Locate each line of the material below that contains the string "flat" and copy those lines out in full. Matching is case-sensitive.

§ **Record excerpts**:
☆ ☆ ☆ ☆ ☆

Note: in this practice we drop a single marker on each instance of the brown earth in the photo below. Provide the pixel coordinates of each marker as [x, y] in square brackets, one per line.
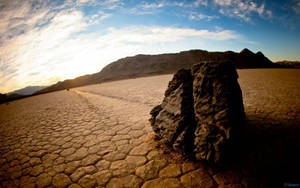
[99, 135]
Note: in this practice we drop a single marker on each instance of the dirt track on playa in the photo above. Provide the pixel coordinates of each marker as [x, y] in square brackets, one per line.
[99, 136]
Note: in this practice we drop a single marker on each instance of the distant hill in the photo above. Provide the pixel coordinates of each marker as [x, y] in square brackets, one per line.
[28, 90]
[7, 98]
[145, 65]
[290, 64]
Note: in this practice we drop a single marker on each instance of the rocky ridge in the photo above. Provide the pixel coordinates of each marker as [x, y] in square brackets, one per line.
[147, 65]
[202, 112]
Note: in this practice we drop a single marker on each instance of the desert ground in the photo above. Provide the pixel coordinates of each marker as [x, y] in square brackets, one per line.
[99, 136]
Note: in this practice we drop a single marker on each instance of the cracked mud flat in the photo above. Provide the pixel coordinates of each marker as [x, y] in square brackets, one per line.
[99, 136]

☆ ☆ ☆ ☆ ☆

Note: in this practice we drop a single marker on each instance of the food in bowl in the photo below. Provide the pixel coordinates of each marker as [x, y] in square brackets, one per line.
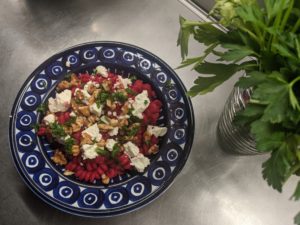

☆ ☆ ☆ ☆ ☆

§ **Result**:
Note: in this practice we drop a single marker on each instance of the cracked mud flat in the photo above. Provide the pixel coordinates of each marker as [x, y] in square brackets, one per line.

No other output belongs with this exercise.